[Location annotation dataset excerpts]
**********

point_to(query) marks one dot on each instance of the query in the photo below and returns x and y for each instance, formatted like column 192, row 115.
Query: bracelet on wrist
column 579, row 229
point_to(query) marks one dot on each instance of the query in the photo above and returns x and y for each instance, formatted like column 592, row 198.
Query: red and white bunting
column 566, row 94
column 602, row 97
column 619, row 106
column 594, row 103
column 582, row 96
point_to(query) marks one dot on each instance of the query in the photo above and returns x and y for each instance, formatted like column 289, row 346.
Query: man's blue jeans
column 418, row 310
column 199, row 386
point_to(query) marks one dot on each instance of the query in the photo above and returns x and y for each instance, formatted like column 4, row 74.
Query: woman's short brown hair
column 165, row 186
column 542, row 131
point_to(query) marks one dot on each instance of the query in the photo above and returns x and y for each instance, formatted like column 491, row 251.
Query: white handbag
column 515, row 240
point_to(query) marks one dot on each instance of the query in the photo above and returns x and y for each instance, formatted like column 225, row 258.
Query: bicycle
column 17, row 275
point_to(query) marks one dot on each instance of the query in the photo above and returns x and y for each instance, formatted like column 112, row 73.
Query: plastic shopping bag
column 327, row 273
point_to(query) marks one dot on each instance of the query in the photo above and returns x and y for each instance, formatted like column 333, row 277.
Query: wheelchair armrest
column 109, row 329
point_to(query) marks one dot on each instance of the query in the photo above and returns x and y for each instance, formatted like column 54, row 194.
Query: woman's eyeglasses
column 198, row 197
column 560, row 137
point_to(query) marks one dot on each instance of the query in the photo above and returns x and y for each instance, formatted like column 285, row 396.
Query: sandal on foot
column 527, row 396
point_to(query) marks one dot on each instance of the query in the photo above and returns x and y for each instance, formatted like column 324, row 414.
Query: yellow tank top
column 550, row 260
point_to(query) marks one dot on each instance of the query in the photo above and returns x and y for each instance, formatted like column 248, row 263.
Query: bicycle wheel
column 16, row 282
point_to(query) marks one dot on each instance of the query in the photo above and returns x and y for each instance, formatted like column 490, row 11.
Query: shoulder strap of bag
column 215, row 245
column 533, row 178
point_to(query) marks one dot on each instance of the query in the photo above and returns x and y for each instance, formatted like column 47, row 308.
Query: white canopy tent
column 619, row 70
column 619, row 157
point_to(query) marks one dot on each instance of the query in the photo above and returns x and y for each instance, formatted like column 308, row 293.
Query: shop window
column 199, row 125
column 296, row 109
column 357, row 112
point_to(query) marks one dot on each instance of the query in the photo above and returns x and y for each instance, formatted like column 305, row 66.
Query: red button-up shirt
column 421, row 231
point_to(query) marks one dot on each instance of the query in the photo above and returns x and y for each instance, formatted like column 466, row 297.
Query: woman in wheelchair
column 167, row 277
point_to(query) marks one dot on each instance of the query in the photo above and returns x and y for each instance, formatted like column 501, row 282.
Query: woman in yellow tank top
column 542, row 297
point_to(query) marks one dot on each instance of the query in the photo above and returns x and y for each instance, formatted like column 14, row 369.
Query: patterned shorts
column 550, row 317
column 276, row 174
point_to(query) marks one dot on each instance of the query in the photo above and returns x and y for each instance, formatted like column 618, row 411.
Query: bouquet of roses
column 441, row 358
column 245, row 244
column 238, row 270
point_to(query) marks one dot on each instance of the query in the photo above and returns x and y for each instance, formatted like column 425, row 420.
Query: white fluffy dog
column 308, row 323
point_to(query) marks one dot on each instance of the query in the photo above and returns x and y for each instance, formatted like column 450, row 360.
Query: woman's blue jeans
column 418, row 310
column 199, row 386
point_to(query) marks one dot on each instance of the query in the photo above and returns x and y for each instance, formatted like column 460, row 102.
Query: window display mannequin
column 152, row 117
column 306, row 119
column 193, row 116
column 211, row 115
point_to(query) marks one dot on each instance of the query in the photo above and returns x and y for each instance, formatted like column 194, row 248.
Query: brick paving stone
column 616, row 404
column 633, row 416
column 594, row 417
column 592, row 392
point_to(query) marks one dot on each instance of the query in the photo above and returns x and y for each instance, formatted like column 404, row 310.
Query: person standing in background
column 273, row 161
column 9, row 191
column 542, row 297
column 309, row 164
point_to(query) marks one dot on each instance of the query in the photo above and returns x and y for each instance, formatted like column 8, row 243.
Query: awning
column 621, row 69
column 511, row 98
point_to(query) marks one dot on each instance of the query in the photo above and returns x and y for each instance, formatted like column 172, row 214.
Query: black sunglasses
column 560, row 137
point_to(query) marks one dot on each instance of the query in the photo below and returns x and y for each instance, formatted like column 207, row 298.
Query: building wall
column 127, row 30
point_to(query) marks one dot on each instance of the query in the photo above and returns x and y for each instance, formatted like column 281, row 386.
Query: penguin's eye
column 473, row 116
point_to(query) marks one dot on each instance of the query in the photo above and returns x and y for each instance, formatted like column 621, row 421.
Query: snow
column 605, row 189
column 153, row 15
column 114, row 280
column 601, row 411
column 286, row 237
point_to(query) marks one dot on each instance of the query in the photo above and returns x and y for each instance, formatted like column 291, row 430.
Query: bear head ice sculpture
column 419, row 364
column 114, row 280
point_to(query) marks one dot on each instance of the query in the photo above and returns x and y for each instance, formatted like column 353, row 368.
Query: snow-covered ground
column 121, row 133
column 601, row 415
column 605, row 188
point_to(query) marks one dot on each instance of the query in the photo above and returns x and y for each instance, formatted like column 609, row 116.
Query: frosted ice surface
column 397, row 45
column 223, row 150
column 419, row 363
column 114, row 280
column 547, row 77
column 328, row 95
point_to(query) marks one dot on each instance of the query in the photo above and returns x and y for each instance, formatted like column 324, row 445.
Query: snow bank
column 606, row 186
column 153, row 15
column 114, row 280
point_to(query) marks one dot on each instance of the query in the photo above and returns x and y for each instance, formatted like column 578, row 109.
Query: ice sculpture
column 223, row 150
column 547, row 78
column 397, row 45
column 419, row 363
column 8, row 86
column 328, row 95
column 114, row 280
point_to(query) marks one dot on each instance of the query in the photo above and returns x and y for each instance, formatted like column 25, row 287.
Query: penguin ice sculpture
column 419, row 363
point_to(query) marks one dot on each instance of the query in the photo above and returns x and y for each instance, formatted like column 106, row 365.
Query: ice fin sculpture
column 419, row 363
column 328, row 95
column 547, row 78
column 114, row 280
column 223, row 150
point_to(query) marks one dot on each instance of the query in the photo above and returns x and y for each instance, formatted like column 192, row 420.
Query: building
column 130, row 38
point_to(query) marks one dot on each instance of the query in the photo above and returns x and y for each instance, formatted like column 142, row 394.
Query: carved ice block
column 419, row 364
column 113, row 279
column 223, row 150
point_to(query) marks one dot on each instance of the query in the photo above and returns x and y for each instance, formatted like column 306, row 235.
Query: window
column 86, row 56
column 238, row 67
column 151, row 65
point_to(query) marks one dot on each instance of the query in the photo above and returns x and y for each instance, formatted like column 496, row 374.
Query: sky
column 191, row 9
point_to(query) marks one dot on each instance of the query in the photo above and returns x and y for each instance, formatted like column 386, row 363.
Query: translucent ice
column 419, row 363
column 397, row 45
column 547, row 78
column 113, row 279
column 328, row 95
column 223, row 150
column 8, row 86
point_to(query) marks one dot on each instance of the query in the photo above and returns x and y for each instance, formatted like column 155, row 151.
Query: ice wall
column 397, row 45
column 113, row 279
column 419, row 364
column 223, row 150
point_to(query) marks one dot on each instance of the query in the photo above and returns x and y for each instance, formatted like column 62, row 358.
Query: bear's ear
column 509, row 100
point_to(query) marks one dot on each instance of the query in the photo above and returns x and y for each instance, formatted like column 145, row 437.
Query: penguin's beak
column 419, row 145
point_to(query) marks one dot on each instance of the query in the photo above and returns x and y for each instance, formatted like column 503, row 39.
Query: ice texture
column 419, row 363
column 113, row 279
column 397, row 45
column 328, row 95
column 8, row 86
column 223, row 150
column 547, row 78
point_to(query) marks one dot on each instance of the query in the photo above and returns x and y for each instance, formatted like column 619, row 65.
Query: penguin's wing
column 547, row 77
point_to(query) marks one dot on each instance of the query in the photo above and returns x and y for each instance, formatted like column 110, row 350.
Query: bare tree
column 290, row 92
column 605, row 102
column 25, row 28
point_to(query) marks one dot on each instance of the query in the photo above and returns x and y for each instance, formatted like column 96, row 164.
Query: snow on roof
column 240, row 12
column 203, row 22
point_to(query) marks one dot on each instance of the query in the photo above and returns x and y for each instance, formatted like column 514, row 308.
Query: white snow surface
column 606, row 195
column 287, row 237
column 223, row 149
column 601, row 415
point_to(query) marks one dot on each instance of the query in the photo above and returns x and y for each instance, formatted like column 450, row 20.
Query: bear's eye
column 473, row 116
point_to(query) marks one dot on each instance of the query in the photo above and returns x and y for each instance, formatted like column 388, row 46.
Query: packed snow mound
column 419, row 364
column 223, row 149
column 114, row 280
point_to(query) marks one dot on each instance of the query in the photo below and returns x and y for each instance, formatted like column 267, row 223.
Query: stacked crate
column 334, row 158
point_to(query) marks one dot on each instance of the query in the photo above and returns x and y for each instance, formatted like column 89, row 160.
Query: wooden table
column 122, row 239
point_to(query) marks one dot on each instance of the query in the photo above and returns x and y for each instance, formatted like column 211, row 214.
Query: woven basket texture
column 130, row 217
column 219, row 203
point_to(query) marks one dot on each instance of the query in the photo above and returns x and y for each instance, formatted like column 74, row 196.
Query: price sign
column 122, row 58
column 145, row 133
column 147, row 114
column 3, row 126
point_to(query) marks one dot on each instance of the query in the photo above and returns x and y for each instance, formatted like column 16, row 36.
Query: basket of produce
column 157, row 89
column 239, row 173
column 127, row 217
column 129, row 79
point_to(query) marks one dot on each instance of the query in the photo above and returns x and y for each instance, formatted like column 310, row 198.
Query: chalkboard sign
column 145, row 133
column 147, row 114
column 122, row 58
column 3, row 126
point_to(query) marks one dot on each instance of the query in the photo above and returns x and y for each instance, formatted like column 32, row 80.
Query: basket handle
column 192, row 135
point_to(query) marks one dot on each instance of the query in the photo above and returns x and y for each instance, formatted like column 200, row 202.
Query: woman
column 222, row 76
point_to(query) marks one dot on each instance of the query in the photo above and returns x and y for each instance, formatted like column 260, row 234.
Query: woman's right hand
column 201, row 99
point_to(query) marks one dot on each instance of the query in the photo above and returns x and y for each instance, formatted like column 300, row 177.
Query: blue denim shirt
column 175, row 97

**********

__GIVEN PROBLEM__: In the rows above, copy out the stretch from the line containing "324, row 414." through the line containing "column 357, row 112", with nothing added.

__FINISHED EXERCISE__:
point_to(query) marks one dot on each instance of the query in the photo above and returns x and y for each instance, formatted like column 324, row 414.
Query: yellow tank top
column 550, row 260
point_to(query) marks one dot on each instance of the query in the photo above and returns x and y for each instance, formatted like column 248, row 263.
Query: bicycle wheel
column 16, row 282
point_to(query) marks one dot on each instance of the query in the photo above and returns x and y for each instance, formatted like column 490, row 11.
Query: shoulder strap of bag
column 215, row 245
column 533, row 178
point_to(query) marks one dot on each instance of the query in the photo above and returns x and y for each instance, formatted like column 47, row 308.
Query: white canopy tent
column 619, row 70
column 619, row 157
point_to(query) marks one dot on each instance of the query in the photo above and returns x and y for each instance, formatted like column 308, row 293.
Query: shop window
column 199, row 125
column 296, row 109
column 357, row 112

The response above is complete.